begin
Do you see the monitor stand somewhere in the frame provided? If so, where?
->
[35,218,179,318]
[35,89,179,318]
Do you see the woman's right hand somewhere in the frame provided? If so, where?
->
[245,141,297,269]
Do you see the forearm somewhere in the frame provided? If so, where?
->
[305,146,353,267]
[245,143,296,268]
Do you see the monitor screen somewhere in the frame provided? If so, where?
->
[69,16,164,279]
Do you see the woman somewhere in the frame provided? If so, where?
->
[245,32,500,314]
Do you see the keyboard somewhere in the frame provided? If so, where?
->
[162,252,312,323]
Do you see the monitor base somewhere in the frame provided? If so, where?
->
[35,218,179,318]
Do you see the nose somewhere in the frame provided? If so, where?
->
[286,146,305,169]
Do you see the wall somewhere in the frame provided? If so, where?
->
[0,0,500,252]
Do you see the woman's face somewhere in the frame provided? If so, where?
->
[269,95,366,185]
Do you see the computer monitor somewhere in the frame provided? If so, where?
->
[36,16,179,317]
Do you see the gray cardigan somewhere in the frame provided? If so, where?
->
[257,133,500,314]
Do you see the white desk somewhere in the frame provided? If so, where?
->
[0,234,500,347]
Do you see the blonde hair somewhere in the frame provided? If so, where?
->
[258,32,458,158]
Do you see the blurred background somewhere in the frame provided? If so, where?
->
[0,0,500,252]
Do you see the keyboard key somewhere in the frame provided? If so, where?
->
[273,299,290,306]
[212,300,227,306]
end
begin
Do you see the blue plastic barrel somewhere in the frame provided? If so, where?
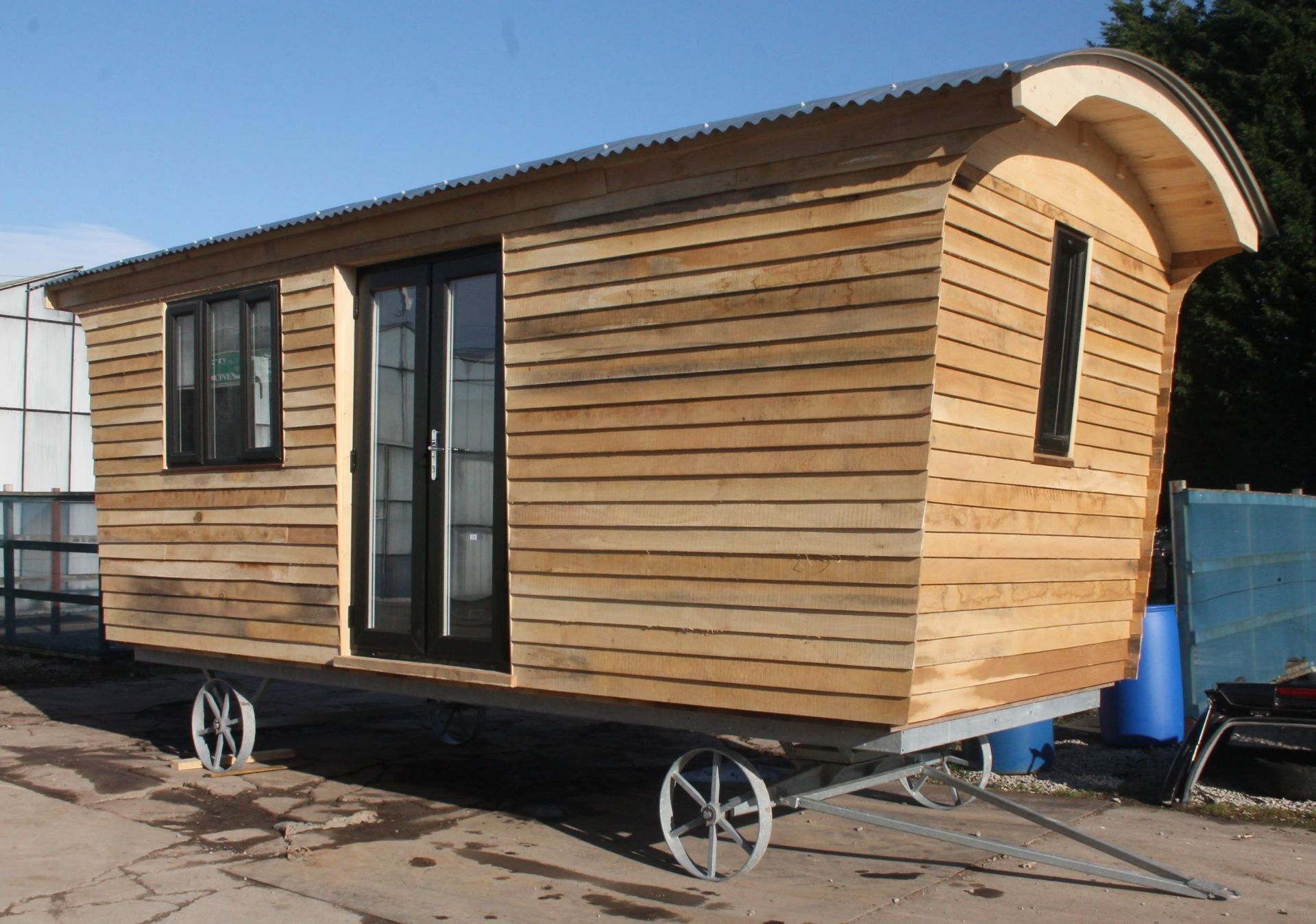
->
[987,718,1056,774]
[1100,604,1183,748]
end
## EXERCISE
Could you copy out, unchanged, the data from the line containing "Do you see the woman somewhere" down through the line containing "[212,300,227,306]", with both of those lines included?

## RESPONSE TO THIS TASK
Do you see the woman somewhere in the frame provided? If so, where?
->
[245,32,500,314]
Do you see the keyboard somewhere in the frame provided? If so, where?
->
[162,252,312,323]
Do you see the monitor base somewhere in the frame provided? If so, where?
->
[35,218,179,318]
Do you see the nose somewhere in the frame provided? If so, where?
->
[286,146,305,169]
Do you see the wall somewhere in the frame provided? If so, where?
->
[0,0,500,252]
Do you see the woman's face somewhere in the frame provided? If so, where?
->
[269,95,366,185]
Do you see the computer monitor somewhere in the frame provided? If so, where?
->
[36,16,179,317]
Do you see the gray cardigan somewhere in the frame provided? If so, where?
->
[257,133,500,314]
Do you see the white desk somewhere in the frame provided? If so, where?
->
[0,234,500,347]
Do you see the blonde hair somewhere in the frame provided? If so, where?
->
[258,32,458,158]
Do you see the blurred background somewhere in the frame provided? If so, where?
->
[0,0,500,252]
Do you see the keyboard key somewhere in the frame provided? If so, where?
->
[273,299,290,306]
[212,300,227,306]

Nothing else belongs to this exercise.